Please rewrite the entries from the line with "Target: small wave" through the end of the entries, both ends included, keeping every line and shifting each coordinate in the answers up by 18. Leave the pictures out.

══ Provided records ══

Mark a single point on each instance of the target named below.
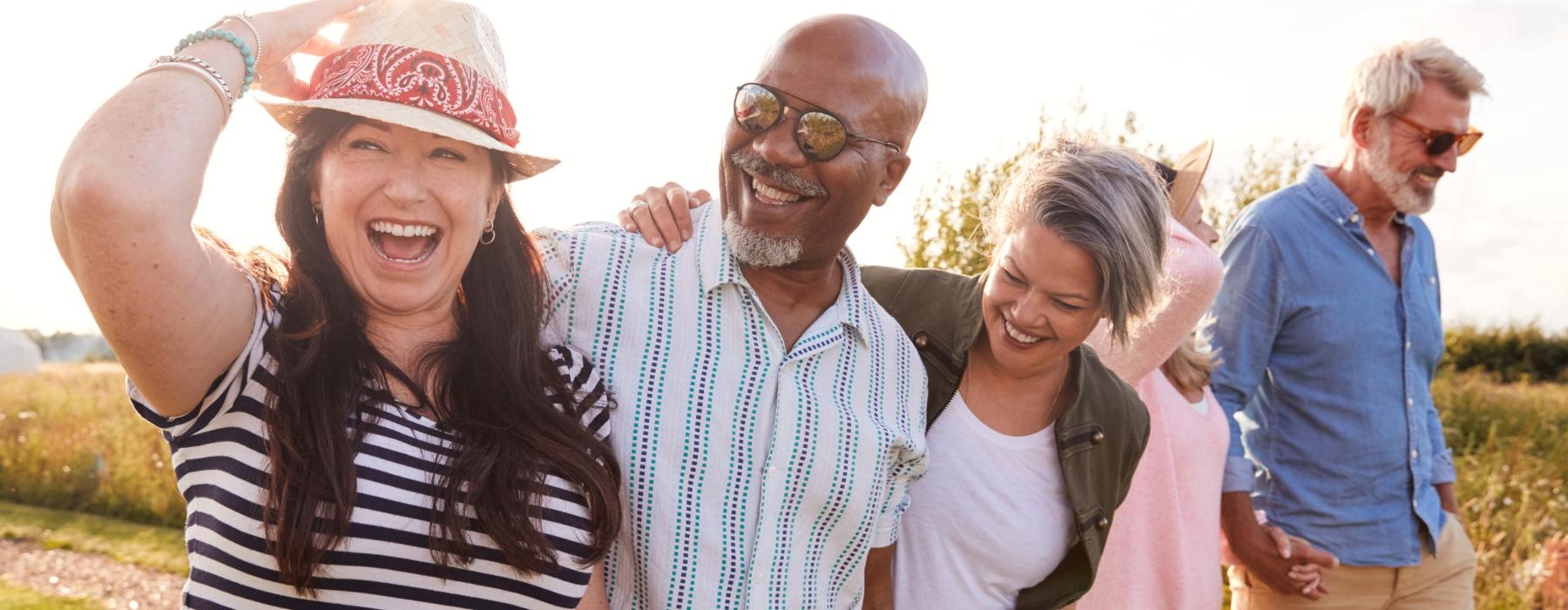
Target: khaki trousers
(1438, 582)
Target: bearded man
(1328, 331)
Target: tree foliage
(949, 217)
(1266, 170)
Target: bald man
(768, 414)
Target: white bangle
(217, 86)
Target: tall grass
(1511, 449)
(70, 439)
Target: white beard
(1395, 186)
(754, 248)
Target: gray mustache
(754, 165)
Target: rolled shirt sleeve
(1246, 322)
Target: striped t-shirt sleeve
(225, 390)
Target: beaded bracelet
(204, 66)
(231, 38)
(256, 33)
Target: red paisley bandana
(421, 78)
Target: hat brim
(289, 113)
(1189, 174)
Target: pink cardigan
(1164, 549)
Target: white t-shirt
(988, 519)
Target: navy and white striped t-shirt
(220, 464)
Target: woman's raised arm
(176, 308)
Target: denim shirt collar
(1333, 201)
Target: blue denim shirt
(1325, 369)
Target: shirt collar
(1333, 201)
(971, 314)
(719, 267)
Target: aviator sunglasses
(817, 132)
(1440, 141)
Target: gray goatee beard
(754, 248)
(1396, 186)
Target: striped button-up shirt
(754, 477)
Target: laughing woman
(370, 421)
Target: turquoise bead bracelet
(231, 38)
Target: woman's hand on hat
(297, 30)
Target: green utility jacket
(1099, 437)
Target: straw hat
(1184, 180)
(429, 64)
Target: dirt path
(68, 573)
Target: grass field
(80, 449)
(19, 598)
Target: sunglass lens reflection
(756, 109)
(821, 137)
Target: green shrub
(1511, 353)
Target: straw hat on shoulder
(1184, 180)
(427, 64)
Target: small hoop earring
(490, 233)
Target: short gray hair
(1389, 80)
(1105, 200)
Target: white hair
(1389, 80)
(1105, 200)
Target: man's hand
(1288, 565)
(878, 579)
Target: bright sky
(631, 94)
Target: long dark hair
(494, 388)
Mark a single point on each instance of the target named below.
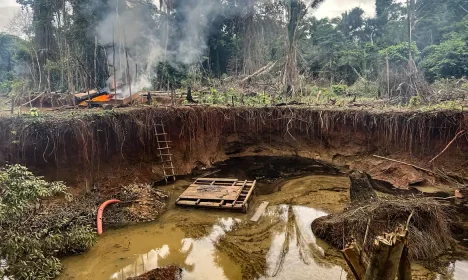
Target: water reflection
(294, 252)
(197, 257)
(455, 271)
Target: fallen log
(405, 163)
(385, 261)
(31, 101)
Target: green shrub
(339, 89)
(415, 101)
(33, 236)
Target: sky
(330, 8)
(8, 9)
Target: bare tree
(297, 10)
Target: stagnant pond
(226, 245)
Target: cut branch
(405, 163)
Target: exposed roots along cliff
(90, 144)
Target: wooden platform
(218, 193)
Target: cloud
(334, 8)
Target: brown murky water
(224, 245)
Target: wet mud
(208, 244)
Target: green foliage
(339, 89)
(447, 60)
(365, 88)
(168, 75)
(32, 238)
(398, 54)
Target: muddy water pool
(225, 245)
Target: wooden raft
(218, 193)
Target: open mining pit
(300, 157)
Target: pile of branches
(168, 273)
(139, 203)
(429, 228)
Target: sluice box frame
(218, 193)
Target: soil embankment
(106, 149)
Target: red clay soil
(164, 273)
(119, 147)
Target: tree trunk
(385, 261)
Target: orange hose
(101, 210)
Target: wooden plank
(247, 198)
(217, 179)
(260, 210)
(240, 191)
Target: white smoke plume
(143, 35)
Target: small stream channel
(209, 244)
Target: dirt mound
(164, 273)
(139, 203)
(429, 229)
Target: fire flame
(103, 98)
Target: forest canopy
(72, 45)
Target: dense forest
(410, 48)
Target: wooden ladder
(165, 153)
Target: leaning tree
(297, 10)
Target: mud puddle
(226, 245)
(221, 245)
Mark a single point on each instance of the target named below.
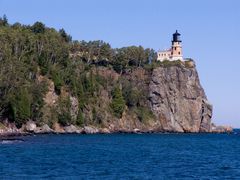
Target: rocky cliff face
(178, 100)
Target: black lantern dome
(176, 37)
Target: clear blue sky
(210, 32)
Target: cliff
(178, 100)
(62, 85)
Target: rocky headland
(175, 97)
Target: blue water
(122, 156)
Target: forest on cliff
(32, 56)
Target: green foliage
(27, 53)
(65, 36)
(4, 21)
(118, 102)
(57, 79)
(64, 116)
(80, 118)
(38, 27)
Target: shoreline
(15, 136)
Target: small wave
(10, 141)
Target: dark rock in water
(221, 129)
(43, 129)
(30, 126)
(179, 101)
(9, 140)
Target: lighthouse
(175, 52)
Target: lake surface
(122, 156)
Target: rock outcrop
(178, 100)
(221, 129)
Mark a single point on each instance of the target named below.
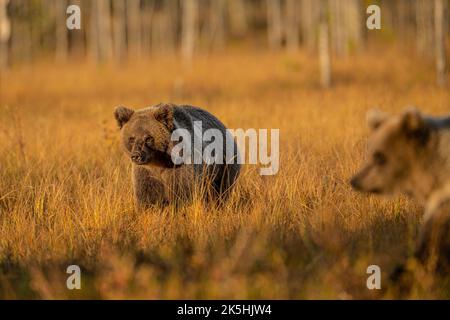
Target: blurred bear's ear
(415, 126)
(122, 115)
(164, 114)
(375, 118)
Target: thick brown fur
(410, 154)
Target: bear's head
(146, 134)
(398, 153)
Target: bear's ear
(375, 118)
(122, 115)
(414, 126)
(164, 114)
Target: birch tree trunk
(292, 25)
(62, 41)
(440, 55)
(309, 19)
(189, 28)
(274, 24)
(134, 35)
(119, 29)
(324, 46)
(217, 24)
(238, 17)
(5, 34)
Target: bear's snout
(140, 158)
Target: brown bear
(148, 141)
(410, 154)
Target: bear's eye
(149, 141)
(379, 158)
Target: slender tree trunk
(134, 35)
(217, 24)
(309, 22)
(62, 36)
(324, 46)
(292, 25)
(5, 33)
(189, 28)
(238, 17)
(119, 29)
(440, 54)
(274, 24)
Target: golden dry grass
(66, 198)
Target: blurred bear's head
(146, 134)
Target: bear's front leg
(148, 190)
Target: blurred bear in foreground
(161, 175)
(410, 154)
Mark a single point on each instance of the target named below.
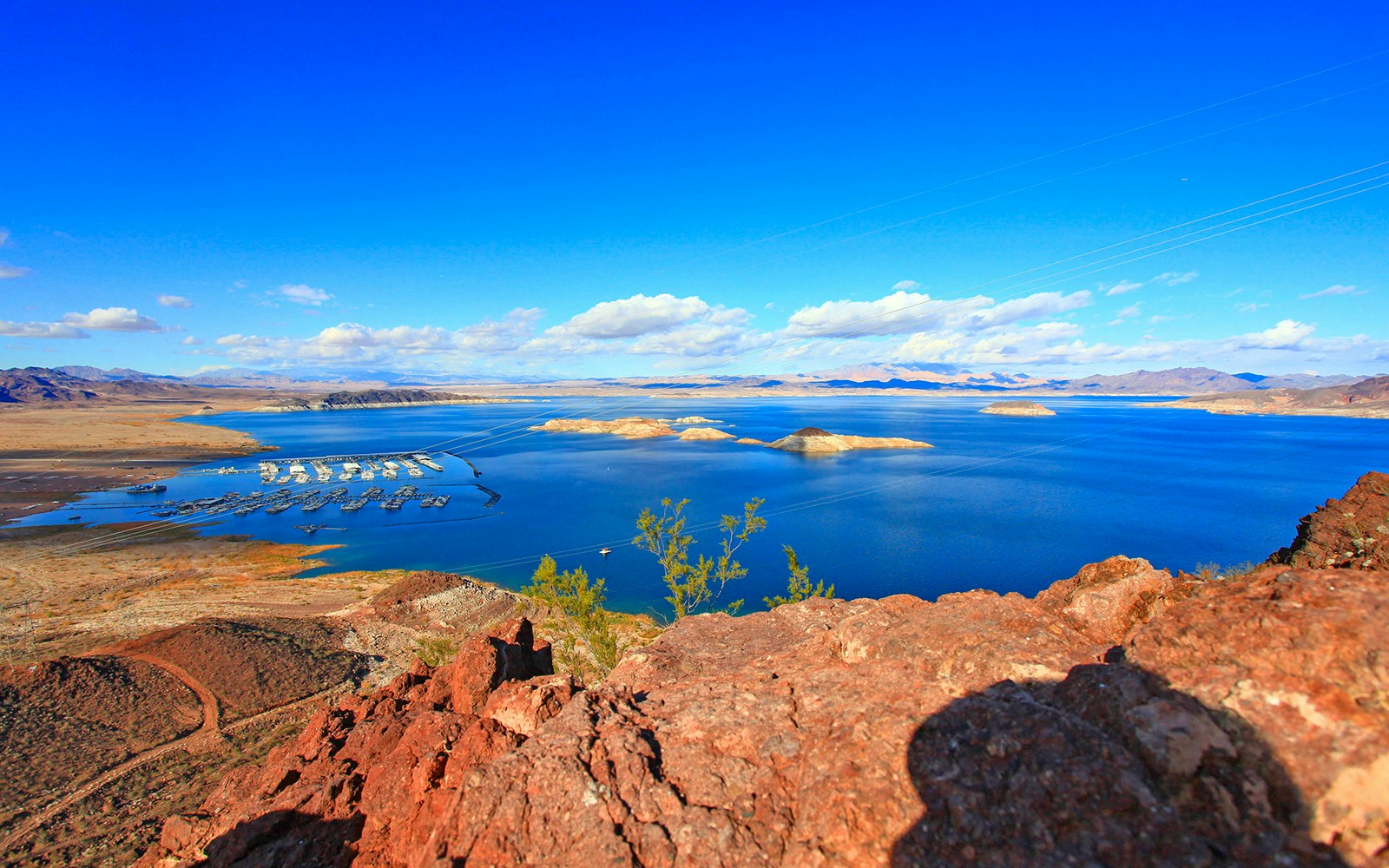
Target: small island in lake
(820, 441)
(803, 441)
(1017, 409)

═══

> Correct response:
Target: small wave
(28, 159)
Target: dark rock in water
(239, 147)
(61, 147)
(48, 144)
(197, 119)
(27, 158)
Target: lighthouse
(193, 70)
Target: lake surface
(140, 174)
Target: rock outcrop
(196, 118)
(239, 147)
Mark a single point on each instance of the target named below.
Target: blurred bear's ear
(433, 144)
(140, 133)
(182, 132)
(393, 136)
Target: thick brown fur
(428, 172)
Target: bear's head
(164, 152)
(416, 171)
Target: bear's ear
(393, 136)
(140, 133)
(432, 144)
(182, 132)
Target: birch tree trunk
(310, 43)
(80, 59)
(458, 73)
(327, 37)
(207, 46)
(292, 42)
(152, 53)
(137, 47)
(342, 64)
(235, 42)
(256, 35)
(23, 52)
Target: bear's snout
(158, 176)
Target: brown bear
(166, 159)
(428, 172)
Target: bear's eye
(167, 159)
(397, 176)
Target: slender tree trunk
(152, 53)
(235, 42)
(327, 40)
(80, 54)
(342, 64)
(310, 43)
(23, 51)
(207, 46)
(256, 35)
(137, 47)
(458, 72)
(292, 42)
Target: golden dry grass
(84, 216)
Target: blurred bear's head
(164, 152)
Target: bear's front leg
(166, 208)
Target: blurred bear in foreground
(179, 193)
(428, 172)
Mark a single point on each instance of the target named below.
Target: small island in lake
(838, 459)
(821, 459)
(1035, 427)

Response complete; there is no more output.